**READING TEXT:**
AhG on 3D Audio and DRC
The AHG on Dynamic Range Control (DRC) and 3D Audio and Audio Maintenance met Saturday March 29, 2014, 1200-1800 Hrs and Sunday January 12, 2013 1000-1800 Hrs at the MPEG meeting venue.
Ongoing CEs
Werner Oomen, Philips, presented
m33128
|
CE on IPF Crossfade
|
Werner Oomen, Johannes Hilpert, Andreas Hölzer, Max Neuendorf, Frans de Bont
|
It was the recommendation of the AhG to adopt the 0-qmf slot cross-fade for IPF.
Thomas Sporer, FhG-IDMT, presented
m33086
|
CE Immersive Audio (cross check site - Fraunhofer IDMT)
|
Thomas Sporer, Sara Kepplinger, Judith Liebetrau, Christina Mittag,
|
The contribution reports the results of a listening test of the CE technology. For 5.1 channel presentation, 1 item was worse, at the 95% level of significance (but the confidence interval was very close to overlapping with zero).
Achim Kuntz, FhG-IIS, presented
m33193
|
FhG crosscheck results for immersive audio rendering CE
|
Hanne Stenzel, Achim Kuntz
|
The contribution reports the results of a listening test of the CE technology. For both 5.1 channel and Rand5, the RM and CE systems were not different at the 95% level of significance. When looking at differences, for 5.1 presentation, the CE technology is worse than the RM technology for 2 item; and for Rand5 presentation, the CE technology is better than the RM technology for 1 item.
Jeongil Seo, ETRI, presented
m33135
|
ETRI listening test report for Immersive Audio Rendering CE
|
Jeongil Seo, Kyeongok Kang
|
The contribution reports the results of a listening test of the CE technology. For both 5.1 channel and Rand5, when averaged over all items, there RM and CE systems are not different.
Sang Bae Chon, Samsung, presented
m33138
|
Crosscheck Report on Immersive Audio Rendering
|
Sang Bae Chon, Sunmin Kim
|
The presentation gave a brief overview of the CE technology. It also reports the results of a listening test of the CE technology, including results with all listeners pooled. In 5.1 channel presentation, Signal 5 is better and mean better. In Rand5 presentation, mean is better.
When looking at only Samsung results, items 4 and 5 were significantly better in 5.1 and Rand5 presentations. The presenter noted that Samsung’s room had a 45 degree elevation to the upper ring of speakers, which might have explained the differences between Samsung, IDMT and IIS results.

**PROBLEMS:**
1 – List every contribution number that appears in the meeting notes.
2 – Write out the passage of the meeting notes that opens with the words "Ongoing CEs" and closes with "- Fraunhofer IDMT)".

**SUPPLIED DATA:**
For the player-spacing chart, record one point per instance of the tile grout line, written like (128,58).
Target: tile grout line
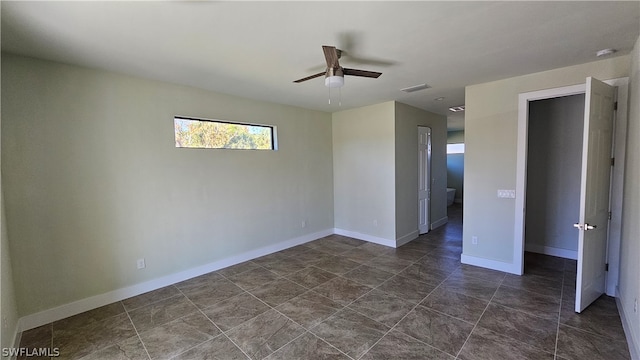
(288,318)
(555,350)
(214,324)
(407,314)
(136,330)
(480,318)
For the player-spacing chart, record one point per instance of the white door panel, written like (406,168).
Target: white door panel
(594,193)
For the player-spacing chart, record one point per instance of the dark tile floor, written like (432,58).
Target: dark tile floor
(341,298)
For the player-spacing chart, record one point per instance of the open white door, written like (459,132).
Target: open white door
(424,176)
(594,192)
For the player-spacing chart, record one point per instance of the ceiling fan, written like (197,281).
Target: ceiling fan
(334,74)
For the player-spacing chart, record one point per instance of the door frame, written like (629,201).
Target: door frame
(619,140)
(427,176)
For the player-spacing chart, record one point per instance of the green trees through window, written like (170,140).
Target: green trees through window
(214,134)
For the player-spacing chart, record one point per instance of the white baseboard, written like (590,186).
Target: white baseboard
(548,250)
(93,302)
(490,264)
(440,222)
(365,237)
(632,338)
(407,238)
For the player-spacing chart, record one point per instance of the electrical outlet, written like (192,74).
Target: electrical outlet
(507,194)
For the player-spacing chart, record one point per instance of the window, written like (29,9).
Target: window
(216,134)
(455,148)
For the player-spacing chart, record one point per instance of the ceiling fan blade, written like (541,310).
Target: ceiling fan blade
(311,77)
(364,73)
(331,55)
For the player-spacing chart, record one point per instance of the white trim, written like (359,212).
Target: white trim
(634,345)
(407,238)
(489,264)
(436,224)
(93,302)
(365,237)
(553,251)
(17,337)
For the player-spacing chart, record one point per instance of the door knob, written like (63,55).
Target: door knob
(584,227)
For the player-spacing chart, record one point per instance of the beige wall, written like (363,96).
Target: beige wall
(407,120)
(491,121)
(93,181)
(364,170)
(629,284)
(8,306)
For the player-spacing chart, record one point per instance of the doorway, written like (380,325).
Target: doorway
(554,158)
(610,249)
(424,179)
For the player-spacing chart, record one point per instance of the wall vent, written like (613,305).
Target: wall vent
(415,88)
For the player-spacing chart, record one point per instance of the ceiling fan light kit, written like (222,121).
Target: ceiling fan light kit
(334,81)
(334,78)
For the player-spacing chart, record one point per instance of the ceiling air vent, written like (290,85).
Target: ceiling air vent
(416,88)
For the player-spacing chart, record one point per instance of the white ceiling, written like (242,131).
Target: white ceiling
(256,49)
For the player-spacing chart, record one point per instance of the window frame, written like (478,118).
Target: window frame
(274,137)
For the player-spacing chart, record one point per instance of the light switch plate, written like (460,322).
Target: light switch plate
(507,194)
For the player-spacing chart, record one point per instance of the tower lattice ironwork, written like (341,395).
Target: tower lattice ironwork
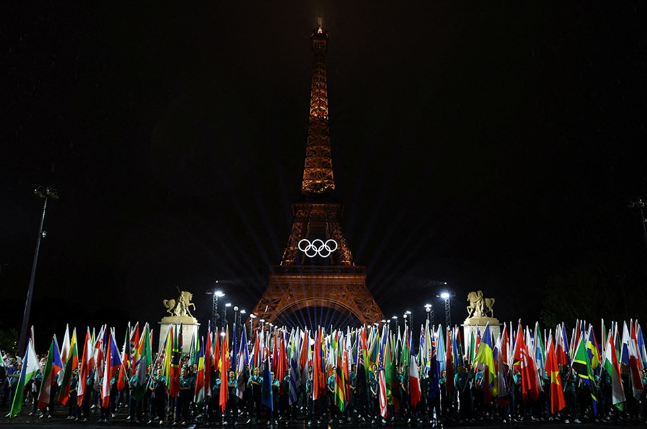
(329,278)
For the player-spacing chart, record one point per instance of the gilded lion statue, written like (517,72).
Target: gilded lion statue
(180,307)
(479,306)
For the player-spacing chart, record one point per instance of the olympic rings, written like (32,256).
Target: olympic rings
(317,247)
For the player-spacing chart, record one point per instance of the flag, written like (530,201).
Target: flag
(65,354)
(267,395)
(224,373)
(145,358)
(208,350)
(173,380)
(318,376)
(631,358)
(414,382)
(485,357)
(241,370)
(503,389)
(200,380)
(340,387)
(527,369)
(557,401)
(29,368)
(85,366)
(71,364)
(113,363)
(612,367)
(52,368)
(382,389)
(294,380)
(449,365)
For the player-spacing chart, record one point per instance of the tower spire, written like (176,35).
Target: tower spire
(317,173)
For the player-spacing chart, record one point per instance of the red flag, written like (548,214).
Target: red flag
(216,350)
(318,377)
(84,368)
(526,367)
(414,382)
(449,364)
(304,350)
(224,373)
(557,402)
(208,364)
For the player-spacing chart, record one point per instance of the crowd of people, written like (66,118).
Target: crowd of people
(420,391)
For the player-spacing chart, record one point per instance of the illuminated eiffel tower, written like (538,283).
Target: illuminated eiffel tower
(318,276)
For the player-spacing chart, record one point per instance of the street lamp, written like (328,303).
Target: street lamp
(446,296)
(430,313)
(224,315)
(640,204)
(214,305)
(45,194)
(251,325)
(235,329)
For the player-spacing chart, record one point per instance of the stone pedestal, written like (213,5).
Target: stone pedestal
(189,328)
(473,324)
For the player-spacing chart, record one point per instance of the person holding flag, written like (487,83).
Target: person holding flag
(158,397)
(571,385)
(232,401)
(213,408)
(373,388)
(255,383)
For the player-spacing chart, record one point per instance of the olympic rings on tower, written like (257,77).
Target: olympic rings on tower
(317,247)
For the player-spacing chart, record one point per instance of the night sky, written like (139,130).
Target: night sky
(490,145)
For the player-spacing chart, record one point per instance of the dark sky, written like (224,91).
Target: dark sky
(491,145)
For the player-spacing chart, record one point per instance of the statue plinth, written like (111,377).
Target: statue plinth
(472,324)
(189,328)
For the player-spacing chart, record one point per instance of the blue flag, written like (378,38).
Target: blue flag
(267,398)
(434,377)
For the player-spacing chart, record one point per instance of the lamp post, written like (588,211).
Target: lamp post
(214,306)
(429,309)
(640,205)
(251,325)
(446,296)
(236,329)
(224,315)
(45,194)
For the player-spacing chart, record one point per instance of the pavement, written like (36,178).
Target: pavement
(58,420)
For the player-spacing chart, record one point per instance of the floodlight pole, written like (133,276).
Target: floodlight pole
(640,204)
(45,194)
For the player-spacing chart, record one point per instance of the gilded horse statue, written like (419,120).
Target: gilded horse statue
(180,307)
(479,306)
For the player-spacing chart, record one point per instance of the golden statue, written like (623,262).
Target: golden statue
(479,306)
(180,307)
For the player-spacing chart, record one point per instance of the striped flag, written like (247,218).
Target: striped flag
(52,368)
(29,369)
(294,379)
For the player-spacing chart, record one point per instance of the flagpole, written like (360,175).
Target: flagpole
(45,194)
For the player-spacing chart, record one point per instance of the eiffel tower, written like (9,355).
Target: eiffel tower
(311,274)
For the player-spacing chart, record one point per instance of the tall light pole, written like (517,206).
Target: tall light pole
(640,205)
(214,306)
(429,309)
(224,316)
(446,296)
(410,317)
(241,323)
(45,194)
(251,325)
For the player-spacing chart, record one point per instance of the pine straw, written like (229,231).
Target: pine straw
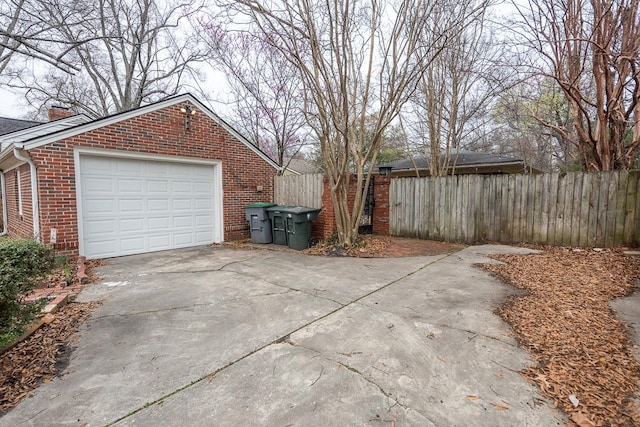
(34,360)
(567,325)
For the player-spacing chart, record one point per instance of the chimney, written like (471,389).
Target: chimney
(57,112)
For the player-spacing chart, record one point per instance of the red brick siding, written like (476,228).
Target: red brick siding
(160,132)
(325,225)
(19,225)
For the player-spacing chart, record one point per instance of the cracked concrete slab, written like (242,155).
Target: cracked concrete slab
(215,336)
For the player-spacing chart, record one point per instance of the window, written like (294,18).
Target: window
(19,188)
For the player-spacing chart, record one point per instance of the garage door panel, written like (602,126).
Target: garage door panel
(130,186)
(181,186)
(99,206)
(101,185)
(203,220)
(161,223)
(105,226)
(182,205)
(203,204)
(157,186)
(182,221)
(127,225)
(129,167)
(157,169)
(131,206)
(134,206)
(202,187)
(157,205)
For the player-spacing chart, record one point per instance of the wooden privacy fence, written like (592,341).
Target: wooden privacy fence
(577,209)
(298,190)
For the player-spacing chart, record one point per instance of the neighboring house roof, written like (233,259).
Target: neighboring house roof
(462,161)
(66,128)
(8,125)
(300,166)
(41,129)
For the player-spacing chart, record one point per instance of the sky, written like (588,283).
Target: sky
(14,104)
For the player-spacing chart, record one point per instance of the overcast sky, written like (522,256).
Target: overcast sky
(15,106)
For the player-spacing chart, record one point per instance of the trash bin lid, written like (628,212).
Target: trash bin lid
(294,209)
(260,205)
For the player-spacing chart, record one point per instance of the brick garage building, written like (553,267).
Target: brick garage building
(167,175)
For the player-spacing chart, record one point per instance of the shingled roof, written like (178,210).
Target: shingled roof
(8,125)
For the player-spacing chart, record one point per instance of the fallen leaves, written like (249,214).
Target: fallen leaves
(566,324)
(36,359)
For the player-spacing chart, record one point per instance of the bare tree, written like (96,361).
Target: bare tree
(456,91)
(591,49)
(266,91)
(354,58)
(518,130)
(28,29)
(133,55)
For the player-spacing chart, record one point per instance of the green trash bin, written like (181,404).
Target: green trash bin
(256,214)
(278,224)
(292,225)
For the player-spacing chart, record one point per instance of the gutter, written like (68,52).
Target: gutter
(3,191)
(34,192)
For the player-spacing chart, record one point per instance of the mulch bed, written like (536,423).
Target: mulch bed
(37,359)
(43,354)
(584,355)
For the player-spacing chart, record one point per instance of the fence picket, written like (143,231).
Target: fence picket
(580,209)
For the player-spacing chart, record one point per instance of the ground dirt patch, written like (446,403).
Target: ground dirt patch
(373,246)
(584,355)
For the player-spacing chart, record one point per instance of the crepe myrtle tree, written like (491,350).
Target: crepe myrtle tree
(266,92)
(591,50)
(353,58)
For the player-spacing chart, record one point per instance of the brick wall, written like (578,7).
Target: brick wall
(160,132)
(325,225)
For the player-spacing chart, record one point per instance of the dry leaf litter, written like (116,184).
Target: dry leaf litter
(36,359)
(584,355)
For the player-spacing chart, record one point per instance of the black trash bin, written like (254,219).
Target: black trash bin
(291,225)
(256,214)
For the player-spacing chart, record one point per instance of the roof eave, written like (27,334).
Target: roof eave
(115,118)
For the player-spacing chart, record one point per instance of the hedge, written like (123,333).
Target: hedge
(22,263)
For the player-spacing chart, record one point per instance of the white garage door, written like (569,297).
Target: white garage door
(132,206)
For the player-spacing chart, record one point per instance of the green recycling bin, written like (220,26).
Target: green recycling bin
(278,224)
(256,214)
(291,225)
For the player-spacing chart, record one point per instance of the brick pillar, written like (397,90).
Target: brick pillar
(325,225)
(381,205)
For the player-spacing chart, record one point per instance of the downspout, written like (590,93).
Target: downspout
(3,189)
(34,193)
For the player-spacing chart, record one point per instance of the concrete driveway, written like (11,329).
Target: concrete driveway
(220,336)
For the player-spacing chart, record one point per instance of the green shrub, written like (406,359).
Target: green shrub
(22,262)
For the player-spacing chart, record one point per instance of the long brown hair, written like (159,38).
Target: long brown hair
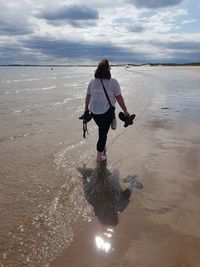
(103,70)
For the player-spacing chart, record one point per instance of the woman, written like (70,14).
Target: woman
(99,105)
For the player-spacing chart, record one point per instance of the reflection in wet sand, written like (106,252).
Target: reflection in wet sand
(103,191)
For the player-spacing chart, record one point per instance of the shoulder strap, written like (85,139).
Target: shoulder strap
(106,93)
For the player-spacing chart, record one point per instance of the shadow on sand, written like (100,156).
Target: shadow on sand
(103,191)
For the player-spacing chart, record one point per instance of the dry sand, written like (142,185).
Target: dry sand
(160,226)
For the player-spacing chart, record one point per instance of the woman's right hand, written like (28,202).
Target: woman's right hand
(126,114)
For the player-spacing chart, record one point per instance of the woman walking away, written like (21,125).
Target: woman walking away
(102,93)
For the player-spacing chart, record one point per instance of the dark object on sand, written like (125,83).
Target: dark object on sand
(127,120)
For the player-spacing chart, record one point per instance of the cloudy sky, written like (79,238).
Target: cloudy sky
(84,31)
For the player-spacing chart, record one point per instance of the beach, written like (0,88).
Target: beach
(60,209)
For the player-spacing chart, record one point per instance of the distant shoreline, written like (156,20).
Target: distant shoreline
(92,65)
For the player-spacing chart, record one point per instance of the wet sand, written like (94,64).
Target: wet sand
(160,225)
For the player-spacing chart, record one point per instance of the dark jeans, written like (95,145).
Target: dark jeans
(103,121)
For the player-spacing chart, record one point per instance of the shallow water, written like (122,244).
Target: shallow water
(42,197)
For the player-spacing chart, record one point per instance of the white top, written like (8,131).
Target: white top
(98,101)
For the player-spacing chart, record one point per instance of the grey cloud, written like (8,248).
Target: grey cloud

**SOLUTIONS FOR EACH TASK:**
1 – m33128, m33086, m33193, m33135, m33138

2 –
Ongoing CEs
Werner Oomen, Philips, presented
m33128
|
CE on IPF Crossfade
|
Werner Oomen, Johannes Hilpert, Andreas Hölzer, Max Neuendorf, Frans de Bont
|
It was the recommendation of the AhG to adopt the 0-qmf slot cross-fade for IPF.
Thomas Sporer, FhG-IDMT, presented
m33086
|
CE Immersive Audio (cross check site - Fraunhofer IDMT)